#### Requirements
Update the Canary Islands migration article, starting at the words "In the case" and ending after "or SAR, zone.", with "spotter plane" changed to "surveillance aircraft".

#### Source passage
The list of deaths, shipwrecks and rescues of migrants trying to cross the Atlantic Ocean from Africa's northwest coast to Spain's Canary Islands in the past weeks makes for distressing reading.
At least 51 people died on the weekend trying to cross from southern Morocco after an engine malfunction left their inflatable adrift for more than a week in the Atlantic. Emergency services found four survivors amid the wreckage. The dead included 11 women and three children.
Also on the weekend, one person died and 65 others, all men, were rescued from their boat in the south of Tenerife, the largest of the Canary Islands.
Last month, at least two died and another 35 migrants were feared drowned after their rubber dinghy capsized. The boat had originally set off from Dakhla, a city in Western Sahara under Moroccan control, en route to the Canary Islands. Of the estimated 60 people on board, Morocco's navy managed to save only 24 .
Lying barely 100 km (62 miles) from the northwest coast of Africa at their closest point, the Canary Islands have become the main route for migrants, asylum seekers and refugees trying to reach Spain by sea. In 2022, half of irregular migrants entering Spain went via the Canaries.
But some migrant advocacy organizations and Canarian locals are accusing Spanish and Moroccan authorities of failing to coordinate rescues, leading to a greater loss of lives on a voyage that is already among the most dangerous migrant routes in the world.
What is the criticism?
In the case of the boat that embarked from Dakhla, Spain's maritime rescue service, Salvamento Maritimo, said a spotter plane had located the boat in waters off the Western Sahara after an emergency call. A leaked audio recording between the plane's pilot and rescue services puts the boat in Spain's search and rescue, or SAR, zone.
Moroccan authorities, whose SAR zone overlaps with that of Spain in this area, said they would take responsibility for the rescue operation. But their patrol boat took 12 hours to arrive, by which time dozens of people had drowned.

#### Dataset extract
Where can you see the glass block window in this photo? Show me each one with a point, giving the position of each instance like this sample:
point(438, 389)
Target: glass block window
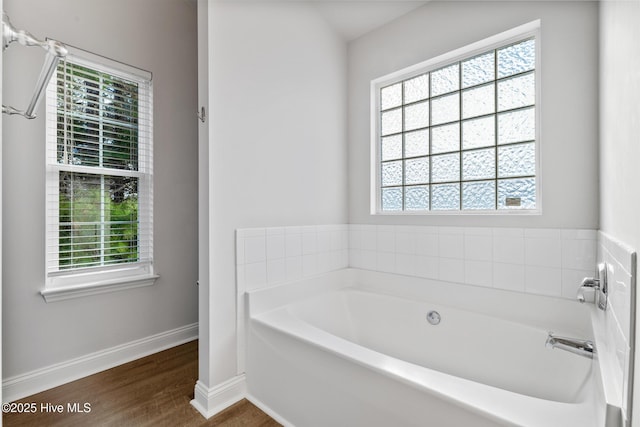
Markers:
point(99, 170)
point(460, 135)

---

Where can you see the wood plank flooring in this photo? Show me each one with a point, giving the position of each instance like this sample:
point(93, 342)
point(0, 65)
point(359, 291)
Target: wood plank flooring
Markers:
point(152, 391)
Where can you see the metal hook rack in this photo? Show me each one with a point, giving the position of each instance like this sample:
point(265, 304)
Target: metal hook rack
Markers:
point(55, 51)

==

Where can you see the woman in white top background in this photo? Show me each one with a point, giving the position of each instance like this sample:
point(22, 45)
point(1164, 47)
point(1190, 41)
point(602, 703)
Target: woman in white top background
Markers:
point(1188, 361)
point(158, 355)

#### Answer for this exercise
In the case of the boat that embarked from Dakhla, Spain's maritime rescue service, Salvamento Maritimo, said a surveillance aircraft had located the boat in waters off the Western Sahara after an emergency call. A leaked audio recording between the plane's pilot and rescue services puts the boat in Spain's search and rescue, or SAR, zone.